»»

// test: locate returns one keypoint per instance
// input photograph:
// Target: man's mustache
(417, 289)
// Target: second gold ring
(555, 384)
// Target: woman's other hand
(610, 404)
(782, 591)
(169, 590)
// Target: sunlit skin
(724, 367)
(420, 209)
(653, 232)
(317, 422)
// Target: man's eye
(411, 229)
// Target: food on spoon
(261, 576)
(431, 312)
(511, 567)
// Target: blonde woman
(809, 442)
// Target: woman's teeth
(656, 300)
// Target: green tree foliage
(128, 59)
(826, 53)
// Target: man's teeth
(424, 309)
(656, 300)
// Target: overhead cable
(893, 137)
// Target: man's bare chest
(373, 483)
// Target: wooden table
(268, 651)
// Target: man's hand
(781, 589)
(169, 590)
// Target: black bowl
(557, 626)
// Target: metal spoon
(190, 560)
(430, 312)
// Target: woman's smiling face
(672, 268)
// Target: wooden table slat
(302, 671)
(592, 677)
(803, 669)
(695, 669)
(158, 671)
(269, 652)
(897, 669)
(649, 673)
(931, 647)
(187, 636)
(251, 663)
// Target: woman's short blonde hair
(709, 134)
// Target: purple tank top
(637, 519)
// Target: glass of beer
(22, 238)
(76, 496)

««
»»

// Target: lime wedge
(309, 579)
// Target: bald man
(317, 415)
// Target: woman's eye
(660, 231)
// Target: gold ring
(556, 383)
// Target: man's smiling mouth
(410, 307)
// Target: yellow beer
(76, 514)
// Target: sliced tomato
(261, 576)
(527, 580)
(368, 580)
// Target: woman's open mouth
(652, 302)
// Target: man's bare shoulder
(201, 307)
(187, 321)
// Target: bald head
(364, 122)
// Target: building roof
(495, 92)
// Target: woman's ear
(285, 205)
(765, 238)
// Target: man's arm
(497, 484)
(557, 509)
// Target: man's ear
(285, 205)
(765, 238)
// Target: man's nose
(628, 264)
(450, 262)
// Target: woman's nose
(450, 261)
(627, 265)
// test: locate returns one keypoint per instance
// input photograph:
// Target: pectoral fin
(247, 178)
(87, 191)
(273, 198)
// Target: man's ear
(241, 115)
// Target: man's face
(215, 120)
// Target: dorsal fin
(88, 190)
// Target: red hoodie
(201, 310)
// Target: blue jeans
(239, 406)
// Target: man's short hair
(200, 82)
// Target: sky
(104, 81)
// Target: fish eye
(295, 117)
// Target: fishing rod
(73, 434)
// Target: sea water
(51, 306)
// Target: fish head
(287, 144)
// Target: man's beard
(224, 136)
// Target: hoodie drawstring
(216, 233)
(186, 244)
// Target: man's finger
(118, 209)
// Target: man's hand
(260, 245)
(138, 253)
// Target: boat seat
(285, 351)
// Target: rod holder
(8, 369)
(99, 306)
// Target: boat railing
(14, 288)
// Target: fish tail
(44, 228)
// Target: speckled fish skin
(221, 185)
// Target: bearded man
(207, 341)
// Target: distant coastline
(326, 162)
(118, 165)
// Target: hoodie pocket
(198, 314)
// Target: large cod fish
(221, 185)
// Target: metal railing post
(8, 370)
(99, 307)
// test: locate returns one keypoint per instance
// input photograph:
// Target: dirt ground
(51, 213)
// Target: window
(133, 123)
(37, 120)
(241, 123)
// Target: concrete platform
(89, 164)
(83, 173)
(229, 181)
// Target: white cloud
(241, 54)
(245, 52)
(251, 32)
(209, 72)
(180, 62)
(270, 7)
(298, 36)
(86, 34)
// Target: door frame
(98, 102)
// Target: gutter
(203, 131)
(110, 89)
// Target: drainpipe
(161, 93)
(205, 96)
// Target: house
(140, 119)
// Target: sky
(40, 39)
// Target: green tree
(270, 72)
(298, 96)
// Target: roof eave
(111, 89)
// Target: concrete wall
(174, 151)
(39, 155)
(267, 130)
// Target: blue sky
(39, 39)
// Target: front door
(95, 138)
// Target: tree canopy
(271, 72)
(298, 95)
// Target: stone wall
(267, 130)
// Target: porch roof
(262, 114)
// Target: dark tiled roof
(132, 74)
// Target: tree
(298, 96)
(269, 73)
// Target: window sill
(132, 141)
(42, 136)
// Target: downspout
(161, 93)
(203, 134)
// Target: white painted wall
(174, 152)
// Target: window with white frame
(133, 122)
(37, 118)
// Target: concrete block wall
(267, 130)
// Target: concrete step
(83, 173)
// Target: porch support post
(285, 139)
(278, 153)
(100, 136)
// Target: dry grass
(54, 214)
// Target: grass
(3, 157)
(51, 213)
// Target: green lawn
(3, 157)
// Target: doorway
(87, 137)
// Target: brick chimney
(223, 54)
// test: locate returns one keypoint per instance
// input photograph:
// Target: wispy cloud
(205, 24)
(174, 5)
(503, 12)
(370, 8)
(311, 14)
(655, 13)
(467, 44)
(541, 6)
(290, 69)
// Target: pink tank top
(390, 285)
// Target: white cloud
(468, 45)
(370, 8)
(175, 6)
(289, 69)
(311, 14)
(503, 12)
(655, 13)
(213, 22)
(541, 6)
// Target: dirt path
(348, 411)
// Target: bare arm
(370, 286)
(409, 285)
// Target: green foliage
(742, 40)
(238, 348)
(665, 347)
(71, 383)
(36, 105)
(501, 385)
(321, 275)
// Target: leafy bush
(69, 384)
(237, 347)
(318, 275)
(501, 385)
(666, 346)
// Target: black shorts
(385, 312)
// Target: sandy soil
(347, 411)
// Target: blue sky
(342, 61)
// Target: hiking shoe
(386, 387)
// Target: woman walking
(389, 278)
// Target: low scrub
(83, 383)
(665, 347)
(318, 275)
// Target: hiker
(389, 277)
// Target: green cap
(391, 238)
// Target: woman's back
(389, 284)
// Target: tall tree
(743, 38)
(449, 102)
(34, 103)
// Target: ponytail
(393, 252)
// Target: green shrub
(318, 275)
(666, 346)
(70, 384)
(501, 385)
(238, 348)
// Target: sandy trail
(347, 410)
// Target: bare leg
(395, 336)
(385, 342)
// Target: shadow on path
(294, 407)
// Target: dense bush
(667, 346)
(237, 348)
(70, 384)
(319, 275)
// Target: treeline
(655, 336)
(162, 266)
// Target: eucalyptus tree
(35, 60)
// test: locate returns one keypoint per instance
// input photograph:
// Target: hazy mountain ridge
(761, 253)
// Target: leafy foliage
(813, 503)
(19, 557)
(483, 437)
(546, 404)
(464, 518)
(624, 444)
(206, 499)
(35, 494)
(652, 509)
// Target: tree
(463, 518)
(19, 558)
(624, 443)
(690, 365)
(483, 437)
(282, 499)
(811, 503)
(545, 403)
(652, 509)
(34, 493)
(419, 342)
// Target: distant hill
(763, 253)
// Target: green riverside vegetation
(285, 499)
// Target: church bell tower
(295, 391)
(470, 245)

««

Find each line in both blocks above that contains the word "skin", and copy those lines out.

// Target: sunlit skin
// Target: speckled fish skin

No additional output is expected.